● Selected excerpt
I fully understand why business owners are skeptical of people like me who are trying to sell them a service. I see firsthand how many times my clients get e-mails, messages and calls from consultants and providers; sometimes they want to give you something for free and sometimes the offers are downright insulting.

 

 

Here’s an example of the latter. A client of mine received a call, asking for a donation to a foundation. My client (who was with her clients at the time) asked the caller to e-mail the information, however the caller tried to hard-sell the “urgency” of the donation as it was the last week to contribute to the foundation. Off the bat, that tells us that my client wasn’t on her original call list, rather my client was a last-ditch effort.

When the caller finally e-mailed my client the information she did three things wrong:

 

  1. Spelled my client’s name wrong. No, it’s not a tricky name. In fact, it’s part of her e-mail address, so it only had to be typed in correctly once.

  2. Spelled the business name wrong. Again, this doesn’t just imply a lack of effort, but it makes the caller appear as if money is the only priority no matter where or whom it comes from.

● Goals
a) In the passage about the donation call, what reason did the caller give for the donation being urgent?
b) Reproduce the passage about the donation call between "1. Spelled my" and "in correctly once.", inclusive.
The records come from a separate source and are unrelated to the passage.

● Material provided

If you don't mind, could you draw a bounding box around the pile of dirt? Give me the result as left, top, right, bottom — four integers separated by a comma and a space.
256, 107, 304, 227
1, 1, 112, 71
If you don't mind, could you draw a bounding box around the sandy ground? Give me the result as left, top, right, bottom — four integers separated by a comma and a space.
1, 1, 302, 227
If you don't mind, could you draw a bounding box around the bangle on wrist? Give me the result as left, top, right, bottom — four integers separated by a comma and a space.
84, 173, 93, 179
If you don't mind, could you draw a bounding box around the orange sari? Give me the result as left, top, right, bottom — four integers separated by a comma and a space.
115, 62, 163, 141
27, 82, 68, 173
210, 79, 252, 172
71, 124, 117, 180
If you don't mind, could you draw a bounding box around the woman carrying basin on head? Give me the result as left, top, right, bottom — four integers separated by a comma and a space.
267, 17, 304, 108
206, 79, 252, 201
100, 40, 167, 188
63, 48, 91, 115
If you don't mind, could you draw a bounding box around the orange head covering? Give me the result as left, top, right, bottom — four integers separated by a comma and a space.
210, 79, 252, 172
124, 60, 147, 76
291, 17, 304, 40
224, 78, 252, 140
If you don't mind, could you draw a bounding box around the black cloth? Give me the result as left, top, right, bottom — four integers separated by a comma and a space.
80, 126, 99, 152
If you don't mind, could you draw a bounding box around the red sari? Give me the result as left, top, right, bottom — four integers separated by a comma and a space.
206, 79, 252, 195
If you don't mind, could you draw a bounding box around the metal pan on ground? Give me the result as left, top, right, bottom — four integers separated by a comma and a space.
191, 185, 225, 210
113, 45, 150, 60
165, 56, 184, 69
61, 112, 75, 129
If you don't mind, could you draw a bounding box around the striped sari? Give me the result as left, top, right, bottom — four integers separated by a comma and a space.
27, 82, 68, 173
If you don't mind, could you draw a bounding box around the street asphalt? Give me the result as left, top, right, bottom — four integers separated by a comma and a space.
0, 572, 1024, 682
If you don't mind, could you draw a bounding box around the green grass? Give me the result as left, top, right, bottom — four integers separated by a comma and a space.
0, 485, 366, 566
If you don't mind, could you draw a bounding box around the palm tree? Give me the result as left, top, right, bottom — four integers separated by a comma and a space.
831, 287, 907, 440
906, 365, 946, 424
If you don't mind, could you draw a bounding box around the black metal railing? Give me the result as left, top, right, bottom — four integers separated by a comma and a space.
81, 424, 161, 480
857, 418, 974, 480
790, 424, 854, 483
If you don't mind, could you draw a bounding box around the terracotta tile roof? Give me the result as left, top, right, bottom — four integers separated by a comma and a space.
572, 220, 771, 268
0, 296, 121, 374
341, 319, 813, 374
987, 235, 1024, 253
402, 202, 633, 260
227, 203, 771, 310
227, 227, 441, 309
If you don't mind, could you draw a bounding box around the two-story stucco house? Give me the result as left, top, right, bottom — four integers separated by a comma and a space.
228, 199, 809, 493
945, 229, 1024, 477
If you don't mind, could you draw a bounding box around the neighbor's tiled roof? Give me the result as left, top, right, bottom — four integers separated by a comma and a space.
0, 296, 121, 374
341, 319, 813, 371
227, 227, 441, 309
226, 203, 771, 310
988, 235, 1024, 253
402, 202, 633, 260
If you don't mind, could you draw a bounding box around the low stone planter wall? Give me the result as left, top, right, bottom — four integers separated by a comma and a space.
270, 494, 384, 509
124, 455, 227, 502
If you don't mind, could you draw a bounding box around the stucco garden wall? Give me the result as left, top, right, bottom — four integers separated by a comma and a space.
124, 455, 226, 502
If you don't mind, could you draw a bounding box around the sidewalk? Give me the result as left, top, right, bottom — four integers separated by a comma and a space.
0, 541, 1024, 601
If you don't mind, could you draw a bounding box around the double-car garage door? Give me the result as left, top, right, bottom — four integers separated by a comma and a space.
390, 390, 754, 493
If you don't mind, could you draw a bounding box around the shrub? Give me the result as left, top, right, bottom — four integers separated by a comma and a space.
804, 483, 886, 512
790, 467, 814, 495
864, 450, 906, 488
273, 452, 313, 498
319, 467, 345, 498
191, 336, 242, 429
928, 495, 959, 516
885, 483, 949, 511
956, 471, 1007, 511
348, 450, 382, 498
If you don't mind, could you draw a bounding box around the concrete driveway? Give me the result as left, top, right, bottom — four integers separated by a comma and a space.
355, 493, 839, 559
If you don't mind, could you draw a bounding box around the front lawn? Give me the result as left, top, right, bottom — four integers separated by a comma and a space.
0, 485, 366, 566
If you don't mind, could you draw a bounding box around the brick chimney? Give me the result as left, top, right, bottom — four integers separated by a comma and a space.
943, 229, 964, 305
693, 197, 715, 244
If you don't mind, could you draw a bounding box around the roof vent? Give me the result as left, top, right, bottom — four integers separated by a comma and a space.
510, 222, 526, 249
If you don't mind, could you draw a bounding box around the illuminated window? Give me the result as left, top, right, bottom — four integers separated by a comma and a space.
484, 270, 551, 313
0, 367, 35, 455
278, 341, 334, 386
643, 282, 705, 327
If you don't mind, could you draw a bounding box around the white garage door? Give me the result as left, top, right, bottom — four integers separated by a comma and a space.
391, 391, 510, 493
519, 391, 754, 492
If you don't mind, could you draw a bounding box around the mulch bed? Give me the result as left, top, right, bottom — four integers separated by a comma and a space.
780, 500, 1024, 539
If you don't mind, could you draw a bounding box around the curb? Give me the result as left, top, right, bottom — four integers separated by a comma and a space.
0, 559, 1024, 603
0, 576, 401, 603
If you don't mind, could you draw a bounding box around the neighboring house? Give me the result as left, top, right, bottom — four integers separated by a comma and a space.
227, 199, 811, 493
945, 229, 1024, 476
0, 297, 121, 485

● Task results
a) It was the last week to contribute to the foundation.

b)
1. Spelled my client’s name wrong. No, it’s not a tricky name. In fact, it’s part of her e-mail address, so it only had to be typed in correctly once.